Given instruction 1:
Translate this sentence from the soil salinity passage into Spanish: "Nonetheless, rice cultivation here seems powerless to reduce pH because of inherent strong alkalinity."

Selected passage:

Rice growing and alkalinity of soil affect each other and that varies by location. In China, the dominant areas of this crop are mainly distributed to the south of the Yangtze River and in the Northeast Plain, where the soils are naturally acidic and suitable for rice cultivation [60]. By contrast, in the regions with moderate alkaline soil like north china plain, manual intervention on soil pH is necessary to ensure good health of seedlings [59]. Some scholars have already paid attention to the influence of application of acidulants on soil pH but find some limits during the acidization [58] due to the presence of pH buffer system existed in paddy soils under the persistent flooding condition. Consequently, after long-term planting of rice, the soil pH generally tends to be neutral [58], which is consistent with our results (the average pH value of Cluster 1 is 7.04, Figure 5). In some cases, rice also grown in highly saline and alkaline soils, for example, Flumen in Spain [17] where rice is the only profitable crop. Nonetheless, rice cultivation here seems powerless to reduce pH because of inherent strong alkalinity. Given the above, although it matters, rice-growing cannot simply be an indicator of acidity.

Cluster 2 is characterized by linear distribution along the Huangsha canal near the western border of lower reaches (Figure 4c). Therefore, the abnormality of this cluster, high concentrations of major ions such as sodium, potassium, chloride and sulfate (Figure 5), may have something to do with this canal. On one hand, Huangsha canal is a branch of the Longfeng River (Figure 4c), one of the three most rivers loaded by sewage in the basin [22]. The industrial and domestic wastewater in this river showed typical features of high salinity and acidity, which is highly consistent with the chemical statistics of Cluster 2. On the other hand, a brick factory in operation was found to be located upstream of Cluster 2 through the interpretation of remote sensing, confirmed by field survey. In order to obtain materials for brick making, several gigantic pits were excavated to carry an exposure of groundwater so that industrial pollutants can easily enter into groundwater and spread downstream. However, further investigation is suggested to verify the above views.

Compared with the first two groups of soil, Cluster 3 is the one with stronger alkalinity, distributed in the lower reaches. It is difficult to determine whether its identification is due to human activities, because a slightly natural enrichment of alkalinity originally tends to appear in the bottom of the basin with the accumulation of alkalis like sodium (Figure 3). In this condition, the spatial relationships that Cluster 3 is surrounded by the other two clusters with opposite characteristics would amplify its abnormality. Statistically, the pH value of category HH is not so much higher than category O, while the concentrations of bicarbonate almost equal (Figure 5). Therefore, Cluster 3 is suggested to be a joint result of natural enrichment of alkalinity and spatial relationships. Given the above, the results of the CA stress the power of the MVA method for detecting singular behaviors of small groups of observations.

4. Conclusions

The present article reveals the complexity of spatial distribution of the soil salinity in the CBR basin, China. These soil chemical variables differ depending on the irrigation, groundwater table, terrain, irrigation regulation and the characteristics of the crops. The first two axes of PCA approximately explains 51% of the observed variability and allows distinguishing two main domains: the saline and the alkaline. In the RDA, the variability of the saline domain is obviously controlled by macro environmental factors, of which the density of canals and groundwater depth, respectively contributes 71% and 28%. In contrast, the variability of the alkaline domain mainly manifests as singular behaviors of soil groups like rice-growing or sewage irrigation, which is detected by CA.

Rows:

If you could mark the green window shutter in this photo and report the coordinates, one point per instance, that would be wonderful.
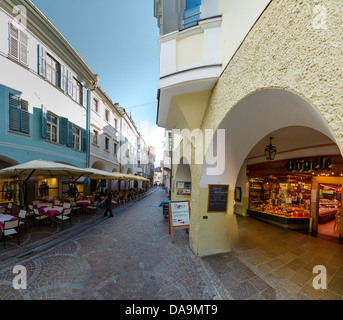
(63, 130)
(25, 121)
(70, 135)
(84, 140)
(15, 114)
(44, 123)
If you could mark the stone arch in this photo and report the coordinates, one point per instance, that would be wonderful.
(262, 113)
(248, 123)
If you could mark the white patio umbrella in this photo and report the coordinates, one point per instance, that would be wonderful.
(100, 174)
(50, 168)
(44, 168)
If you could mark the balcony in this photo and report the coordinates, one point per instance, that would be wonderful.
(190, 65)
(191, 17)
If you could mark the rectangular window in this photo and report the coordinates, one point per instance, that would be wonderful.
(95, 105)
(107, 115)
(18, 42)
(52, 70)
(19, 115)
(77, 91)
(107, 143)
(192, 13)
(52, 128)
(76, 138)
(95, 137)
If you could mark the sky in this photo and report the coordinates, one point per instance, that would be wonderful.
(119, 41)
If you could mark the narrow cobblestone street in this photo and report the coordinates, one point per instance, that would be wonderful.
(131, 257)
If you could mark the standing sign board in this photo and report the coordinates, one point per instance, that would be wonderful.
(179, 213)
(217, 198)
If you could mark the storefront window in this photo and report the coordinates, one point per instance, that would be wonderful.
(9, 191)
(285, 196)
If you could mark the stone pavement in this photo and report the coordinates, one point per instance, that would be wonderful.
(131, 257)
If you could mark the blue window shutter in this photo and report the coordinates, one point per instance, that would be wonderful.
(44, 123)
(84, 140)
(15, 112)
(70, 135)
(63, 130)
(192, 3)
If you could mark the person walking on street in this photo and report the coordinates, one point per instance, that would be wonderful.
(108, 202)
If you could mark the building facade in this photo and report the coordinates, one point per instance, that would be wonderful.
(104, 132)
(44, 91)
(260, 80)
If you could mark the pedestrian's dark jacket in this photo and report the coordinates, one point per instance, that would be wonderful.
(109, 198)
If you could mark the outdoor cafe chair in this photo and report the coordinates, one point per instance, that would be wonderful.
(10, 229)
(22, 219)
(31, 213)
(66, 205)
(92, 208)
(63, 216)
(39, 217)
(74, 207)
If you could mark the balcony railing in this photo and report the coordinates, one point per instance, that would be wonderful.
(191, 17)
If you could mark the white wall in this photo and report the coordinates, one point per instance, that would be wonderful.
(36, 90)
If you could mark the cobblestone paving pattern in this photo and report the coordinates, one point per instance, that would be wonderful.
(131, 257)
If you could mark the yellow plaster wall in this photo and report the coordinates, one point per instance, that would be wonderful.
(283, 50)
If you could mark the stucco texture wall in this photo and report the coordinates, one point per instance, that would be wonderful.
(285, 49)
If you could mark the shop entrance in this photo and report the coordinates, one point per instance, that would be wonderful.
(329, 209)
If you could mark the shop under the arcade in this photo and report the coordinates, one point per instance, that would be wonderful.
(301, 194)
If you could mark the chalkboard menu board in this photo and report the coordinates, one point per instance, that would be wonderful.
(217, 198)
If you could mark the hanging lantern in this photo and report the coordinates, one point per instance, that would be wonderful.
(270, 151)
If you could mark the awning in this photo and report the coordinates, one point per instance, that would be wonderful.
(133, 177)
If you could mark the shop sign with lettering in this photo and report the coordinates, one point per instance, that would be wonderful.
(301, 165)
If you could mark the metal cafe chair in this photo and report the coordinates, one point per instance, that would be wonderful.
(11, 228)
(63, 216)
(9, 207)
(22, 219)
(39, 217)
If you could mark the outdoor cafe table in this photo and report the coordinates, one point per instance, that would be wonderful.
(5, 217)
(84, 204)
(52, 211)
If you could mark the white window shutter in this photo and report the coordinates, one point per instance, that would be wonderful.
(70, 83)
(23, 47)
(84, 96)
(63, 78)
(13, 42)
(42, 61)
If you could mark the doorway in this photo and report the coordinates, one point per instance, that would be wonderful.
(329, 209)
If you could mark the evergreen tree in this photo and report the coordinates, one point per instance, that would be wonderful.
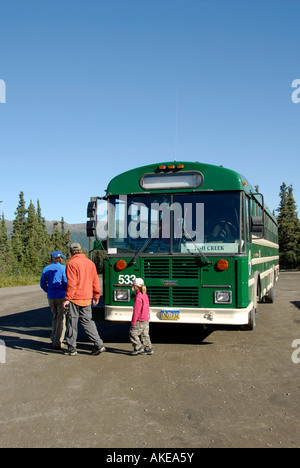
(288, 228)
(19, 225)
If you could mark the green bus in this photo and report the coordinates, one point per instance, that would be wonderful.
(198, 234)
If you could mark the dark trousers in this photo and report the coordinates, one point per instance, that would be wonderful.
(84, 315)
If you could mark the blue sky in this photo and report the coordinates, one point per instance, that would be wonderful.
(97, 87)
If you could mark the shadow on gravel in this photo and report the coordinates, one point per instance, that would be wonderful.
(23, 330)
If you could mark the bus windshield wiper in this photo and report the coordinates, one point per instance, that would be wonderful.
(145, 245)
(209, 262)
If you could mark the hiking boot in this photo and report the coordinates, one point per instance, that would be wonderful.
(71, 351)
(135, 352)
(148, 350)
(98, 350)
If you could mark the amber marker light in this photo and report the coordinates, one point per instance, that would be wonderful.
(120, 265)
(222, 264)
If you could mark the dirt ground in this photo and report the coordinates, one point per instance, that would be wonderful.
(221, 387)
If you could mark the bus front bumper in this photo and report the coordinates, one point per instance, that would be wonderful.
(220, 316)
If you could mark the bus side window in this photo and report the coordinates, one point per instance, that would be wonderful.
(247, 219)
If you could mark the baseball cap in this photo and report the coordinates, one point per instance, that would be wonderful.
(75, 246)
(138, 282)
(57, 254)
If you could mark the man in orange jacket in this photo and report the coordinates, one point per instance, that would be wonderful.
(83, 287)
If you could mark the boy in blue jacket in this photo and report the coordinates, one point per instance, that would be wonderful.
(54, 283)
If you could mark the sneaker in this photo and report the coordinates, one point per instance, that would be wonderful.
(70, 351)
(98, 350)
(148, 350)
(137, 351)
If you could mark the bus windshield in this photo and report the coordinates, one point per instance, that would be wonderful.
(175, 224)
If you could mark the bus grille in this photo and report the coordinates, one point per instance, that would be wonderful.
(170, 268)
(173, 296)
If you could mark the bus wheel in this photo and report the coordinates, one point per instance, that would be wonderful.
(252, 314)
(270, 297)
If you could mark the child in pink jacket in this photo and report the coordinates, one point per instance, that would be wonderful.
(139, 330)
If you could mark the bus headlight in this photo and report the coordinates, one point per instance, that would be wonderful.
(223, 297)
(122, 295)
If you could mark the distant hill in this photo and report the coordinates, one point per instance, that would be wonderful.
(78, 231)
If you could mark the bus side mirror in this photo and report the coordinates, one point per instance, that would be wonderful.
(257, 224)
(90, 228)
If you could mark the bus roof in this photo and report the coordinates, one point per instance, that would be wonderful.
(215, 178)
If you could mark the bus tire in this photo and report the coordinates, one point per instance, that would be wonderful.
(252, 314)
(270, 296)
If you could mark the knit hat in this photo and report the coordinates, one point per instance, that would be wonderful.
(57, 254)
(138, 282)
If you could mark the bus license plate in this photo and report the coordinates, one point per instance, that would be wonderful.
(170, 315)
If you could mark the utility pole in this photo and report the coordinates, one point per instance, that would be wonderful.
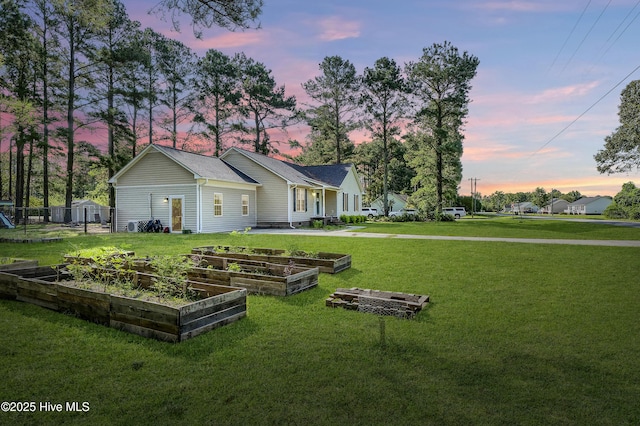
(474, 187)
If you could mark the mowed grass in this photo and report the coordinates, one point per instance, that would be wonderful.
(514, 334)
(510, 227)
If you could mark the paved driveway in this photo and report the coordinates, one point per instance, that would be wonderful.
(349, 232)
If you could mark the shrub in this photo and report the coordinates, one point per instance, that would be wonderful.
(614, 211)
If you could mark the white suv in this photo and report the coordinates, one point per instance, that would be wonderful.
(456, 212)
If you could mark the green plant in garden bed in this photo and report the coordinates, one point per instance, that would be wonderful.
(110, 269)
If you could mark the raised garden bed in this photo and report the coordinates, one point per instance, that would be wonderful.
(9, 283)
(9, 263)
(330, 263)
(401, 305)
(219, 305)
(254, 276)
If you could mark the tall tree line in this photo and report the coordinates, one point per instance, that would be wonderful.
(74, 69)
(414, 116)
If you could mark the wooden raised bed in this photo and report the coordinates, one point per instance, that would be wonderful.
(12, 264)
(330, 263)
(255, 277)
(9, 281)
(401, 305)
(219, 305)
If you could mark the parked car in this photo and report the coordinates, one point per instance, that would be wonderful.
(369, 212)
(456, 212)
(401, 212)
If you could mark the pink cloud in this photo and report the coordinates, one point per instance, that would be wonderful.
(588, 186)
(229, 40)
(336, 28)
(562, 93)
(517, 6)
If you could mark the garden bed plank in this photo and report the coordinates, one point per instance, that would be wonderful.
(86, 304)
(331, 263)
(402, 305)
(36, 292)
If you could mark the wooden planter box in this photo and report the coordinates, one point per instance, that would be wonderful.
(69, 258)
(256, 277)
(219, 306)
(401, 305)
(330, 263)
(9, 279)
(18, 264)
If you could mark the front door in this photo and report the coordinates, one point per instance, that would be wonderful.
(318, 203)
(177, 212)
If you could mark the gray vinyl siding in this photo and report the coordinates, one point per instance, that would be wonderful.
(156, 169)
(272, 196)
(231, 218)
(133, 204)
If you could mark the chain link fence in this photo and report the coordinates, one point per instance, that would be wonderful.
(90, 218)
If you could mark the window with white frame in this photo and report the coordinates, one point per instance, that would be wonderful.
(245, 205)
(217, 204)
(300, 200)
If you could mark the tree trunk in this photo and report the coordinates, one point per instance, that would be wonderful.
(70, 130)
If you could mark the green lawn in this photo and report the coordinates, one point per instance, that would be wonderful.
(515, 334)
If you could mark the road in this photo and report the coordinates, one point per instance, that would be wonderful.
(349, 232)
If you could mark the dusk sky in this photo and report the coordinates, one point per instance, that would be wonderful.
(543, 65)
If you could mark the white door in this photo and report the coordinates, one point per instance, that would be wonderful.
(177, 213)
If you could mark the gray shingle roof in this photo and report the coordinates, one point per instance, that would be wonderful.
(290, 172)
(585, 200)
(203, 166)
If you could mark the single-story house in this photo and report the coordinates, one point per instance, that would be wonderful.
(396, 202)
(522, 207)
(555, 206)
(291, 194)
(94, 212)
(589, 205)
(199, 193)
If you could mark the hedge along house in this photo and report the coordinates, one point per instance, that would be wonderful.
(292, 195)
(185, 191)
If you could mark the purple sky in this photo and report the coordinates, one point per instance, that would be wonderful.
(543, 63)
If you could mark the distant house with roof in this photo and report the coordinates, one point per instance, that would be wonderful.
(81, 210)
(589, 205)
(397, 202)
(521, 208)
(188, 191)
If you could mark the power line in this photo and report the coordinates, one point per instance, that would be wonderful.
(585, 112)
(570, 34)
(619, 35)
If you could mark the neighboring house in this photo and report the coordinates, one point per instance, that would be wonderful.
(292, 195)
(589, 205)
(523, 207)
(556, 206)
(95, 212)
(185, 191)
(397, 202)
(188, 191)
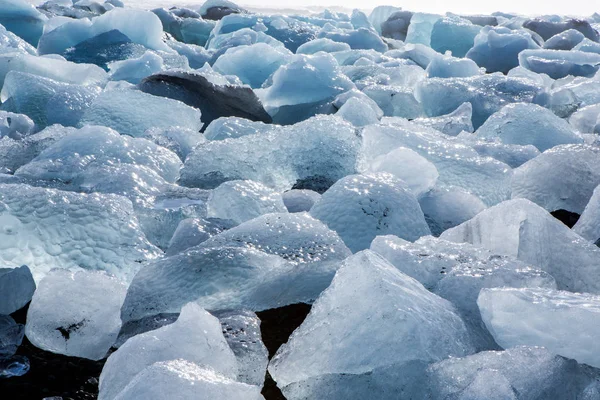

Given instruction 2:
Gather every line of the records that contains the word "side". Case counts.

Result 1:
No obstante, el cultivo de arroz aquí parece incapaz de reducir el pH debido a su fuerte alcalinidad inherente.

Result 2:
If you could mark the bus side window in this photo and report the coordinates, one point per instance, that would be wonderful.
If you could mark the bus side mirror in this photo and report the coordinates, one point per instance, that would be wonderful.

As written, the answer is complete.